Position annotation listing

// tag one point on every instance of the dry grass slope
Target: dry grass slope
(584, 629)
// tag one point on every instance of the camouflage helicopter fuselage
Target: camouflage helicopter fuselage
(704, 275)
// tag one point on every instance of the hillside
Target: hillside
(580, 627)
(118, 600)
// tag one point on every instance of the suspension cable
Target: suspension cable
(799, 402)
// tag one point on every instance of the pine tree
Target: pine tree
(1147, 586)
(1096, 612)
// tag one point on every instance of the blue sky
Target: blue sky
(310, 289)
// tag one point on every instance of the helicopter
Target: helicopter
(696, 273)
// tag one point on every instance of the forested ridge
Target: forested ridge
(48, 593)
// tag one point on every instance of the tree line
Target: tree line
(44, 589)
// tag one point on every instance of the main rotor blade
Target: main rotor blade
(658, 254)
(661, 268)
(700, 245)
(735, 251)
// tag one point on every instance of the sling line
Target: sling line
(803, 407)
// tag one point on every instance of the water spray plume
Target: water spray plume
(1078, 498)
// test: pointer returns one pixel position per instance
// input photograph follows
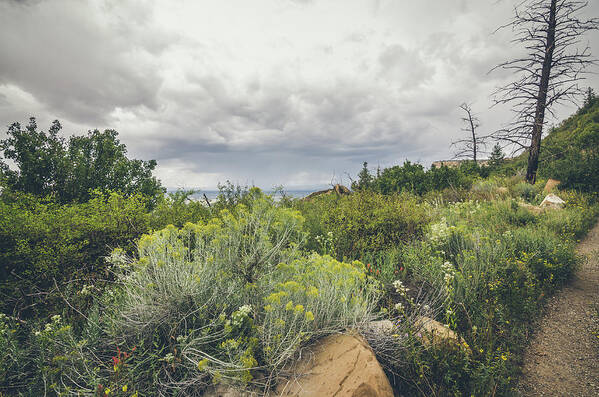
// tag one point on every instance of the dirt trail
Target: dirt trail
(563, 357)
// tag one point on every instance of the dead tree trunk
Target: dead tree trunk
(539, 120)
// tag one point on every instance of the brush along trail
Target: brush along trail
(563, 357)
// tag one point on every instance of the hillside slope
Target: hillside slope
(570, 152)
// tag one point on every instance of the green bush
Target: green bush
(229, 300)
(44, 244)
(363, 222)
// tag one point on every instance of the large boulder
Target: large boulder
(338, 365)
(552, 201)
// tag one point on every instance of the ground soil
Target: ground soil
(563, 357)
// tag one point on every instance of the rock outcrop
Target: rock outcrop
(338, 365)
(552, 201)
(340, 190)
(551, 185)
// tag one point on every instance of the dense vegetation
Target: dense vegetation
(117, 290)
(570, 152)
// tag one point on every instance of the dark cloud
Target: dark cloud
(263, 93)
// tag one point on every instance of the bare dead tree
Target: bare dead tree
(551, 32)
(469, 147)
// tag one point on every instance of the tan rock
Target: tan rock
(337, 189)
(338, 365)
(502, 190)
(532, 208)
(551, 185)
(552, 201)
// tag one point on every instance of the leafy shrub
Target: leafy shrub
(44, 244)
(364, 221)
(229, 300)
(177, 209)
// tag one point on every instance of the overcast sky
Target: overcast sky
(265, 92)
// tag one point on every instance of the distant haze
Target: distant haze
(264, 92)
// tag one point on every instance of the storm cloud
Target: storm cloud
(268, 92)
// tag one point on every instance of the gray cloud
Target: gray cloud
(80, 65)
(265, 93)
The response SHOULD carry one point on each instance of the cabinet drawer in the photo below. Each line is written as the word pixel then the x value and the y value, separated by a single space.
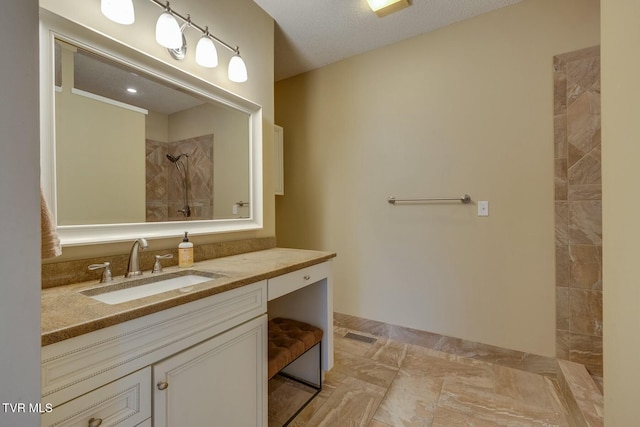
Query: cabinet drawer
pixel 295 280
pixel 78 365
pixel 123 403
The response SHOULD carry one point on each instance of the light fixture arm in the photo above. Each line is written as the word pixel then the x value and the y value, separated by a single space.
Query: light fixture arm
pixel 190 23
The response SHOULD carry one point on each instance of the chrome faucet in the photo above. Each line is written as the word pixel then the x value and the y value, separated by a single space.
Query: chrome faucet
pixel 133 269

* Exercise aim *
Reproduce the entire listing above word for word, omitting the pictures.

* Output *
// tag one point on every instance of the dry grass slope
Target: dry grass slope
(584, 629)
// tag one point on every instance of the camouflage helicopter fuselage
Target: camouflage helicopter fuselage
(704, 275)
// tag one point on every instance of the hillside
Target: hillside
(580, 627)
(118, 600)
// tag one point on every instance of the suspension cable
Target: suspension cable
(799, 402)
// tag one point on every instance of the pine tree
Target: pine tree
(1147, 586)
(1096, 612)
// tag one point on every instance of the blue sky
Target: blue sky
(310, 289)
// tag one point on every instance of the helicopter
Target: helicopter
(696, 273)
// tag one point on every instance of the forested ridge
Target: forested ridge
(48, 593)
// tag one point on every instance of the tree line
Target: tree line
(44, 589)
// tag one point on every instance of the main rotor blade
Target: main rotor blade
(658, 254)
(661, 268)
(700, 245)
(735, 251)
// tag one point on every instance of the sling line
Target: sling line
(803, 407)
// tag one point on every instance of the water spray plume
Target: water spray plume
(1078, 498)
// test: pointer returns one pixel position per instance
// input photograph follows
// tag one point on every instance of the dirt trail
Target: dirt trail
(563, 357)
// tag one point on every instance of the dead tree trunk
Target: dead tree trunk
(539, 120)
// tag one point on every instance of the brush along trail
Target: brush along trail
(563, 357)
// tag one point on every instance of the hillside slope
Target: hillside slope
(570, 152)
// tag one point on every instance of the green bush
Target: green bush
(229, 300)
(44, 244)
(363, 222)
// tag one point on every instance of the large boulder
Target: large boulder
(338, 365)
(552, 201)
// tag one point on every instance of the ground soil
Target: ground soil
(563, 357)
// tag one point on every instance of the rock outcrop
Target: rock outcrop
(338, 365)
(552, 201)
(340, 190)
(551, 185)
// tag one point on every instance of the dense vegetation
Target: dense vegetation
(117, 290)
(570, 152)
// tag one point on every instance of the dark cloud
Target: dark cloud
(263, 93)
// tag one point on every instance of the bare dead tree
Target: bare dead tree
(551, 32)
(469, 147)
// tag one point on every instance of the tan rock
Target: tan rock
(337, 189)
(338, 365)
(502, 190)
(532, 208)
(551, 185)
(552, 201)
// tag one point on every instance of the leafy shrub
Target: leafy shrub
(44, 244)
(364, 221)
(229, 300)
(177, 209)
// tag one point on every instance of the overcast sky
Target: overcast sky
(265, 92)
// tag one point on every instance of the distant haze
Target: distant haze
(264, 92)
// tag one point on every instance of the storm cloud
Target: storm cloud
(268, 92)
// tag one point on every instance of the gray cloud
Target: gray cloud
(80, 65)
(265, 93)
The response SHOULD carry one point on each instance of the cabinet drawer in the photo below. Each line is written as the word pixel then the x value and the y value, separated by a single space.
Query: cabinet drawer
pixel 295 280
pixel 78 365
pixel 123 403
The response SHOULD carry one point on each instance of the light fixture arm in the photo above. Each line is written as the word pixel then the x value and the y value, separated by a single space.
Query: light fixture arm
pixel 190 23
The response SHOULD carry one point on each instance of the chrome faucet in the photo above. Each line is written as the word pixel then the x value and the y value, separated by a single space.
Query: chrome faucet
pixel 133 269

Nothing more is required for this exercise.